── TEXTE ──

Pourquoi cela est-il problématique ? Parce que ces stations sont conçues pour éliminer les polluants biologiques et certains métaux lourds… mais pas les PFAS, qui leur échappent largement. Résultat : ces substances repartent dans le cycle de l’eau, alimentant les fleuves ou les nappes phréatiques en aval, et finissent parfois par revenir… dans nos robinets !

La boucle est bouclée. Ironique, non ?

Une cartographie encore lacunaire, mais en évolution

En avril 2023, l’ONG Générations Futures a publié une première carte interactive des sources connues ou suspectées de pollution aux PFAS sur le territoire français. Paris et la région Île-de-France comptent à ce jour une dizaine de sites identifiés avec suspicion élevée. Cela étant dit, les données sont encore partielles, et beaucoup reste à documenter.

Certaines collectivités commencent à s’y mettre. La Métropole du Grand Paris a récemment commandé une campagne de mesures sur ses principaux cours d’eau. Les premières analyses sur la Marne et la Seine pointeraient une contamination de fond, certes faible, mais omniprésente. Faut-il s’en alarmer ? Pas forcément, mais certainement s’y intéresser de près.

───

EXERCICE À TRAITER
Recopiez mot pour mot, dans le texte sur les PFAS, tout ce qui va de « La boucle est » jusqu'à « intéresser de près. ».

── ENTRÉES FOURNIES ──

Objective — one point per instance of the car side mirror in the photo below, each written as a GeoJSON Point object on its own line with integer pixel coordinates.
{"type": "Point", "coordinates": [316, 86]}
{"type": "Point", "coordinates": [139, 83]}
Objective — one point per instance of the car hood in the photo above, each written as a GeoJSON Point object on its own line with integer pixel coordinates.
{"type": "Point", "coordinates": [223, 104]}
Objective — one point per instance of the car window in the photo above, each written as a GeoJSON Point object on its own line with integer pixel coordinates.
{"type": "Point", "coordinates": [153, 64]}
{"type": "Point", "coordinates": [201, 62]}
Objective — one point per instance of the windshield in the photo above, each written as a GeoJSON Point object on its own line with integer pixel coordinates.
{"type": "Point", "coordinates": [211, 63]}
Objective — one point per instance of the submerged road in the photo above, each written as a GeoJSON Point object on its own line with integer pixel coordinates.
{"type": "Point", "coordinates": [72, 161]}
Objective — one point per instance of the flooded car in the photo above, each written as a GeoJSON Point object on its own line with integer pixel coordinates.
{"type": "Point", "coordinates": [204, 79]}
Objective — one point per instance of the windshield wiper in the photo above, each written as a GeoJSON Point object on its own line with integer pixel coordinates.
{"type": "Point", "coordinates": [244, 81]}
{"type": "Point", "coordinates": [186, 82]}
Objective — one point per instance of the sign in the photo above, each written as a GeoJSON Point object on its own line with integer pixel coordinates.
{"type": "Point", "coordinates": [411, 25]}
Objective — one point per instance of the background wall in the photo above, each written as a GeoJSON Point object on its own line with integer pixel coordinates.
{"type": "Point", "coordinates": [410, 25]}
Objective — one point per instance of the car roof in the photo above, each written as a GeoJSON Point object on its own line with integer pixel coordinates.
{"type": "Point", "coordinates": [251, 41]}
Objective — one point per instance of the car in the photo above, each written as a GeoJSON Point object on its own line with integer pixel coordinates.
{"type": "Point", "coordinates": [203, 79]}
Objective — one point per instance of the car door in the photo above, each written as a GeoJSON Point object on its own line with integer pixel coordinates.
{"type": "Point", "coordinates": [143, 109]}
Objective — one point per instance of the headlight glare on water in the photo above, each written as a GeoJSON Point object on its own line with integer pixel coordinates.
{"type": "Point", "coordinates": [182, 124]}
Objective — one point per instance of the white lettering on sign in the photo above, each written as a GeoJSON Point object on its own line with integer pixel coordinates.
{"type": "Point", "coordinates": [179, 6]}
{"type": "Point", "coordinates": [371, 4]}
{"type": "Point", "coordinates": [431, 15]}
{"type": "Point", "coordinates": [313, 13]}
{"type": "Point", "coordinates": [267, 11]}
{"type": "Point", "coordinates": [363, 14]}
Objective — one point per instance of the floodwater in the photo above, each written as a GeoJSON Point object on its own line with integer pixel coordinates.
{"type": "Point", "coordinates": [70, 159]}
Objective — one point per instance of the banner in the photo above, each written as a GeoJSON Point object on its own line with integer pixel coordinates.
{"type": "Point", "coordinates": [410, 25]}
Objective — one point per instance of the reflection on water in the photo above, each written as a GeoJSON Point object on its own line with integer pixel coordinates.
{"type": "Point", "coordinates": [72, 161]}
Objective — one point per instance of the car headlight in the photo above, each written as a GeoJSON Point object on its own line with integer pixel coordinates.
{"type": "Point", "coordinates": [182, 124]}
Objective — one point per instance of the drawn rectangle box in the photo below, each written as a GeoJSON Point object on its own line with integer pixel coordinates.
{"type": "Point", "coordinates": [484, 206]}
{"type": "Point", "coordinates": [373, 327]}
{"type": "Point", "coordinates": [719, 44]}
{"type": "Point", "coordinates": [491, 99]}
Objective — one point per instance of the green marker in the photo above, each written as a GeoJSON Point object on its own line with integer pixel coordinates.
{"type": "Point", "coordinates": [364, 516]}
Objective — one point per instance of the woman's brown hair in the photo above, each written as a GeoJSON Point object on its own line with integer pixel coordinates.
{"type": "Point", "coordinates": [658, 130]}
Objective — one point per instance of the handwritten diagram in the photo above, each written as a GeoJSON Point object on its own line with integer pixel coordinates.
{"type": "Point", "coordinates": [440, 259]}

───

TÂCHE ACCOMPLIE
La boucle est bouclée. Ironique, non ?

Une cartographie encore lacunaire, mais en évolution

En avril 2023, l’ONG Générations Futures a publié une première carte interactive des sources connues ou suspectées de pollution aux PFAS sur le territoire français. Paris et la région Île-de-France comptent à ce jour une dizaine de sites identifiés avec suspicion élevée. Cela étant dit, les données sont encore partielles, et beaucoup reste à documenter.

Certaines collectivités commencent à s’y mettre. La Métropole du Grand Paris a récemment commandé une campagne de mesures sur ses principaux cours d’eau. Les premières analyses sur la Marne et la Seine pointeraient une contamination de fond, certes faible, mais omniprésente. Faut-il s’en alarmer ? Pas forcément, mais certainement s’y intéresser de près.